## [Records for the task]
┄┄┄┄┄┄┄┄┄┄

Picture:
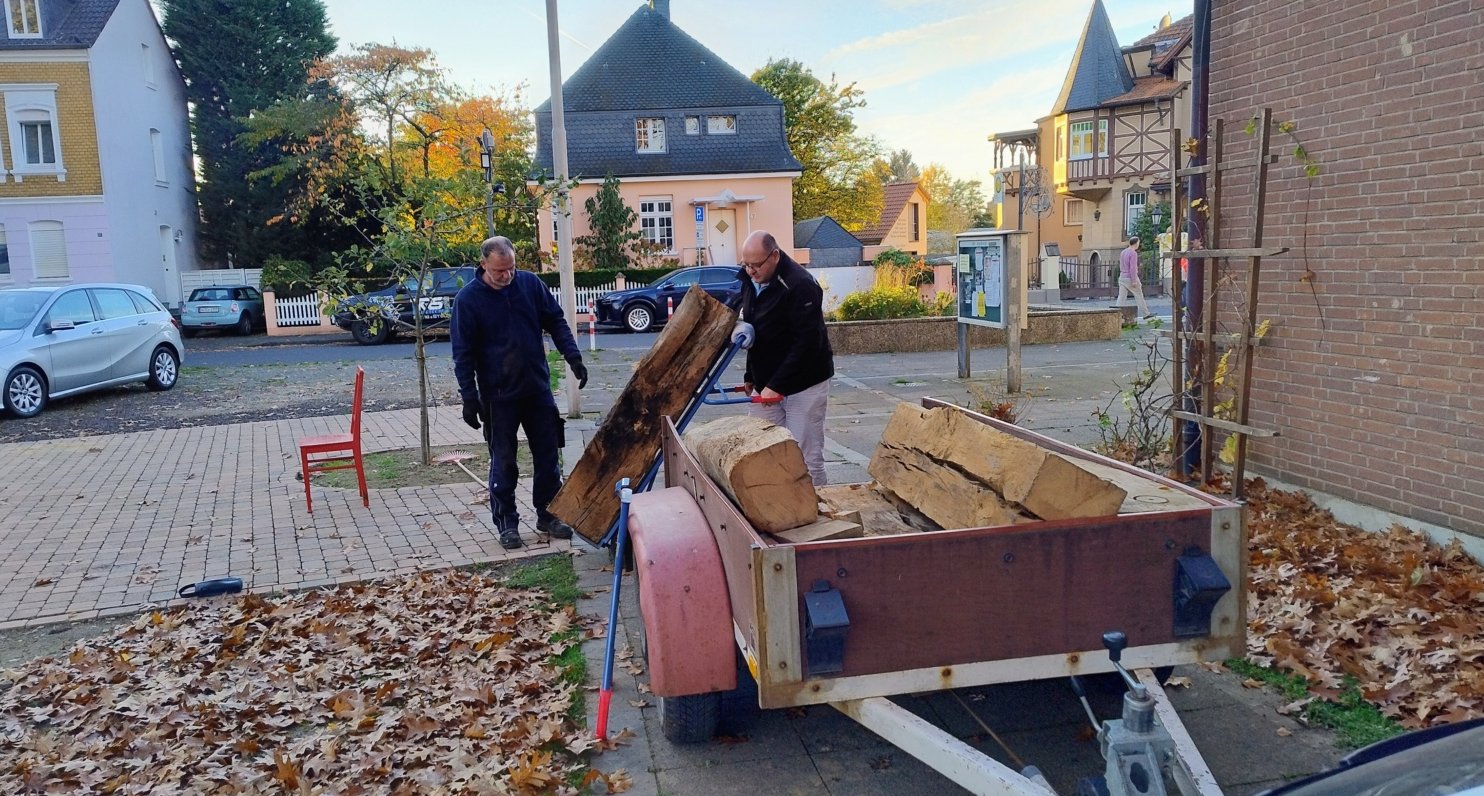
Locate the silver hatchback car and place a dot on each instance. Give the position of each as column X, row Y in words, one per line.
column 61, row 340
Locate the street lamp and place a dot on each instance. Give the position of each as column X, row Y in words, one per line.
column 487, row 164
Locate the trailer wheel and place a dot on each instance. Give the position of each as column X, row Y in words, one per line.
column 690, row 719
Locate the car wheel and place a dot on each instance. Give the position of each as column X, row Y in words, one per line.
column 371, row 333
column 165, row 369
column 638, row 318
column 25, row 392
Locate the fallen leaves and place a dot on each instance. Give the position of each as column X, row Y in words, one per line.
column 1400, row 615
column 435, row 682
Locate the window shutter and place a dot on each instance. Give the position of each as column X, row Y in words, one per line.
column 49, row 250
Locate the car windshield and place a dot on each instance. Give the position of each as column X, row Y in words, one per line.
column 18, row 308
column 211, row 294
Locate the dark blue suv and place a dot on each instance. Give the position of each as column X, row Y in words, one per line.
column 641, row 309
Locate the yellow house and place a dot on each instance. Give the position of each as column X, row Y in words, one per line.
column 698, row 149
column 95, row 171
column 903, row 223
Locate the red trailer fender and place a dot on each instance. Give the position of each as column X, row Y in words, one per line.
column 683, row 596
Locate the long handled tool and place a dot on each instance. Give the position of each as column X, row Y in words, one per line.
column 606, row 695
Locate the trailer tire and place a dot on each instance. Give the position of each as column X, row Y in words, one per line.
column 690, row 719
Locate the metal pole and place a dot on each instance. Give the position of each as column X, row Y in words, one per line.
column 563, row 208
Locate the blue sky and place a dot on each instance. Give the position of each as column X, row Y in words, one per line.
column 938, row 74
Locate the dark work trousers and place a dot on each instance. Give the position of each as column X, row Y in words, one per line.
column 539, row 419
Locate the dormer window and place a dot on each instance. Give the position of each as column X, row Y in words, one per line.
column 721, row 125
column 23, row 20
column 649, row 135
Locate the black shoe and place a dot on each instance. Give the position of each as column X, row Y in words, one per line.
column 554, row 527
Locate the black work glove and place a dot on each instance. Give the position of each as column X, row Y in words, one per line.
column 579, row 370
column 472, row 415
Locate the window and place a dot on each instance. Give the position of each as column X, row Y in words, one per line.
column 34, row 143
column 1072, row 214
column 48, row 250
column 113, row 303
column 649, row 135
column 1081, row 144
column 158, row 146
column 24, row 18
column 658, row 222
column 71, row 306
column 1134, row 208
column 147, row 63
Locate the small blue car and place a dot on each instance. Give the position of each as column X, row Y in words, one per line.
column 226, row 308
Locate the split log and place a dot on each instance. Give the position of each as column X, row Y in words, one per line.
column 1045, row 483
column 629, row 437
column 819, row 530
column 946, row 495
column 760, row 467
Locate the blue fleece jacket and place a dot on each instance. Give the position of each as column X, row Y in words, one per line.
column 499, row 354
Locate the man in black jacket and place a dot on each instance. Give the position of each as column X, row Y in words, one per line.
column 782, row 325
column 500, row 364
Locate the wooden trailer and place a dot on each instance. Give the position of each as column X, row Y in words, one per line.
column 852, row 621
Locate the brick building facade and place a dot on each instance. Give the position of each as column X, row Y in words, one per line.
column 1376, row 376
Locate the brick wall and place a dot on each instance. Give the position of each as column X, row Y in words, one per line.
column 74, row 125
column 1382, row 403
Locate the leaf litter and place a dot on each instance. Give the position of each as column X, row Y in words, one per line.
column 1395, row 614
column 434, row 682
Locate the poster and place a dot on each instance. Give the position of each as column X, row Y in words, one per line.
column 981, row 281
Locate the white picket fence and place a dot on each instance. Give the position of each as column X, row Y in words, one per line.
column 301, row 311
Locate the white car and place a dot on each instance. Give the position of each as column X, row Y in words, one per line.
column 67, row 339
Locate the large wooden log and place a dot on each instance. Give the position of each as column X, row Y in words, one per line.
column 1045, row 483
column 629, row 437
column 760, row 467
column 946, row 495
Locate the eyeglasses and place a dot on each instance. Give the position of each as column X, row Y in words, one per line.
column 759, row 265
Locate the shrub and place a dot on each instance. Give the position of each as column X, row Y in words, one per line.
column 282, row 275
column 882, row 303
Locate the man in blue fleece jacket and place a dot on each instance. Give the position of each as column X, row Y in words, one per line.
column 500, row 364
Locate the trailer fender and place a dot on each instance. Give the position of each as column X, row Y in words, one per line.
column 683, row 596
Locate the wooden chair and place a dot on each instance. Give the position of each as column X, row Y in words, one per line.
column 337, row 450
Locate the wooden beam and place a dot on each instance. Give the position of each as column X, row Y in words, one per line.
column 1225, row 425
column 628, row 440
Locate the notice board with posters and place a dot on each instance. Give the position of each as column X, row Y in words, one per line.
column 981, row 276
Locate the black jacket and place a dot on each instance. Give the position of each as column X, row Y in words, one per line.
column 499, row 354
column 791, row 352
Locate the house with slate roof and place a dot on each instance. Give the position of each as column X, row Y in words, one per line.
column 903, row 223
column 698, row 149
column 1104, row 146
column 95, row 164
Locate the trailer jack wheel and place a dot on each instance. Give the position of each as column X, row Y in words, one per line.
column 690, row 719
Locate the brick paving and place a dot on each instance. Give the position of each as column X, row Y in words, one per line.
column 100, row 526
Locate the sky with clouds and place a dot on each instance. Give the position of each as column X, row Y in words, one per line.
column 938, row 74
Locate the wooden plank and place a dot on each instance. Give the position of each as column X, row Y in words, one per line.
column 1225, row 425
column 760, row 467
column 629, row 437
column 944, row 753
column 821, row 530
column 1235, row 253
column 1189, row 764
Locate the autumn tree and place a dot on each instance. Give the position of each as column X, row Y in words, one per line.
column 839, row 177
column 239, row 58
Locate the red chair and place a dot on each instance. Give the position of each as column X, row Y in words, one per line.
column 337, row 450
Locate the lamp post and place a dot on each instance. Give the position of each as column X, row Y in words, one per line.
column 487, row 164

┄┄┄┄┄┄┄┄┄┄

Convert all of the data above into a JSON list of strings with one string per line, skipping blank lines. Leave the pictures out.

[
  "Picture:",
  "Locate the silver hatchback car and place a dot on each instance. Give the position of each as column X, row Y in words, one per line.",
  "column 61, row 340",
  "Locate the street lamp and place a dot on each instance. Give the position of each as column X, row Y in words, one per line.",
  "column 487, row 164",
  "Locate the trailer wheel and place a dot on each instance. Give the position of each as column X, row Y in words, one per line.",
  "column 690, row 719",
  "Locate the car wheel and place a dot on each instance. Give the position of each as column X, row Y in words, one per line.",
  "column 371, row 333",
  "column 165, row 369",
  "column 638, row 318",
  "column 25, row 392",
  "Locate the fallen leaves and place a dot on each instance. Give the position of each as column X, row Y in words, one per line.",
  "column 1400, row 615",
  "column 435, row 682",
  "Locate the window shutter and place a dot on each instance. Give the position of each as column X, row Y in words, one per line.",
  "column 49, row 250",
  "Locate the car windshield and place a dot on each instance. Give the position of each as column X, row Y in words, one per line.",
  "column 18, row 308",
  "column 211, row 294",
  "Locate the dark blue suv and place a dot on each instance. Give the position of each as column X, row Y in words, one per line.",
  "column 641, row 309",
  "Locate the yellow house and place a dot on each instance. Give the position of each as column X, row Y in words, one per line.",
  "column 698, row 149",
  "column 95, row 171",
  "column 903, row 223",
  "Locate the red trailer fender and place a dot on each instance. Give the position of each as column X, row Y in words, one per line.",
  "column 683, row 596",
  "Locate the long handled tool and place a dot on each instance. Give the position of each as column X, row Y in words, one per line.",
  "column 606, row 695",
  "Locate the trailer tire and place a dot on each instance. Give the position of each as column X, row Y in words, one per line.",
  "column 690, row 719",
  "Locate the metal pole and place a dot on each instance. Give the position of each as column X, row Y in words, one per line.",
  "column 563, row 208",
  "Locate the blue sky and place a dot on each instance. Give the position of each as column X, row Y in words, one per line.",
  "column 938, row 74",
  "Locate the dark work trousers and place a dot on each instance. Give the position of each as column X, row Y in words, one per line.",
  "column 539, row 419",
  "Locate the dormer window and place a dot on each instance. Give the position of each as column X, row Y in words, one per line.",
  "column 721, row 125",
  "column 23, row 20",
  "column 649, row 135",
  "Locate the black shoe and place a dot on each instance. Give the position of each as column X, row Y in words, one per line.",
  "column 554, row 527",
  "Locate the black work glove and place a dot on each instance. Give the position of each as column X, row Y in words, one per line.",
  "column 579, row 370",
  "column 472, row 415",
  "Locate the window and place a dot on each instance. Give the position of each as column X, row Y in words, one per line.",
  "column 34, row 143",
  "column 1072, row 214",
  "column 48, row 250",
  "column 113, row 303",
  "column 649, row 135",
  "column 1081, row 144",
  "column 158, row 146",
  "column 24, row 18",
  "column 658, row 222",
  "column 71, row 306",
  "column 1134, row 208",
  "column 147, row 63",
  "Locate the small blue car and place a dot on each instance. Give the position of each as column X, row Y in words, one per line.",
  "column 226, row 308",
  "Locate the split log and place a dot on each instance. Give the position of each as column X, row Y in words, one per line.",
  "column 1045, row 483",
  "column 629, row 437",
  "column 819, row 530",
  "column 946, row 495",
  "column 760, row 467",
  "Locate the blue fleece jacket and place a dot on each instance. Give the position of each as column X, row Y in words, one per line.",
  "column 499, row 354",
  "Locate the man in black jacket and place a dot on each instance. Give the position of each as column X, row Y in words, one per line.",
  "column 782, row 325",
  "column 500, row 364",
  "Locate the wooden trailer and place a dot on each instance. Give the position of each as column X, row Y in words, one per line.",
  "column 852, row 621",
  "Locate the brick building facade and place a dot on each instance. Give the position of each as column X, row Y in words, one per line.",
  "column 1376, row 376",
  "Locate the brick wall and place a dot on each instance. Give the position of each as column X, row Y in words, one per line.",
  "column 74, row 125",
  "column 1382, row 403",
  "Locate the leaf litter and place a dot on each instance. Give the position of each as column X, row Y in words, one per line.",
  "column 1395, row 614",
  "column 434, row 682",
  "Locate the poster and place a dot on each instance. Give the position of each as column X, row Y in words, one per line.",
  "column 981, row 281",
  "Locate the white picket fence and place a dot on each instance. Give the position of each as column X, row Y in words, one per line.",
  "column 301, row 311",
  "Locate the white car and place a dot on each instance. Give the position of each as column X, row Y in words, one per line.",
  "column 67, row 339",
  "Locate the large wooden log and place a dot on each instance. Give the position of each as column X, row Y in words, one per line.",
  "column 1045, row 483",
  "column 629, row 437",
  "column 760, row 467",
  "column 946, row 495",
  "Locate the eyeglasses and place a dot on each instance. Give the position of each as column X, row Y in words, one per line.",
  "column 759, row 265",
  "Locate the shrub and place a dot on each instance. Give the position of each as column X, row Y in words, one per line.",
  "column 282, row 275",
  "column 882, row 303",
  "Locate the man in blue fleece jacket and place a dot on each instance. Give the position of each as column X, row Y in words, one per line.",
  "column 500, row 364",
  "Locate the trailer fender and place a dot on each instance. Give the position of each as column X, row Y in words, one per line.",
  "column 683, row 596",
  "Locate the wooden chair and place a dot on each instance. Give the position of each as column X, row Y in words, one per line.",
  "column 337, row 450",
  "Locate the wooden beam and place a dot on each instance. Give the position of each as column X, row Y in words, one per line.",
  "column 1225, row 425",
  "column 628, row 440",
  "Locate the notice board with posters and place a dot on each instance. Give the position of each as column X, row Y in words, one per line.",
  "column 981, row 276",
  "Locate the black jacket and place a dot on each instance. Give the position of each as column X, row Y in words, one per line.",
  "column 499, row 354",
  "column 791, row 352",
  "Locate the house with slate roof and place a dot on each instance. Give the position of each as column X, row Y in words, one per line.",
  "column 903, row 223",
  "column 698, row 149",
  "column 1104, row 146",
  "column 95, row 164",
  "Locate the trailer jack wheel and place a dot on each instance. Give the position of each as column X, row Y in words, one per line.",
  "column 690, row 719",
  "Locate the brick paving and place a dot on each instance. Give the position of each as column X, row Y in words, one per line.",
  "column 100, row 526",
  "Locate the sky with clouds and place a dot on each instance. Give the position of each as column X, row Y in words, one per line.",
  "column 938, row 74",
  "Locate the wooden plank and place a dot on each instance. Give the position of each as column X, row Y in words, one per line.",
  "column 1225, row 425",
  "column 760, row 467",
  "column 629, row 437",
  "column 944, row 753",
  "column 821, row 530",
  "column 1235, row 253",
  "column 1189, row 764",
  "Locate the autumn tree and place a dot on each instance. Give the position of each as column X, row Y in words, one per line.",
  "column 839, row 177",
  "column 239, row 58",
  "Locate the red chair and place a dot on each instance. Give the position of each as column X, row Y in words, one per line.",
  "column 337, row 450",
  "Locate the lamp post and place a dot on each instance. Give the position of each as column X, row Y in words, one per line.",
  "column 487, row 164"
]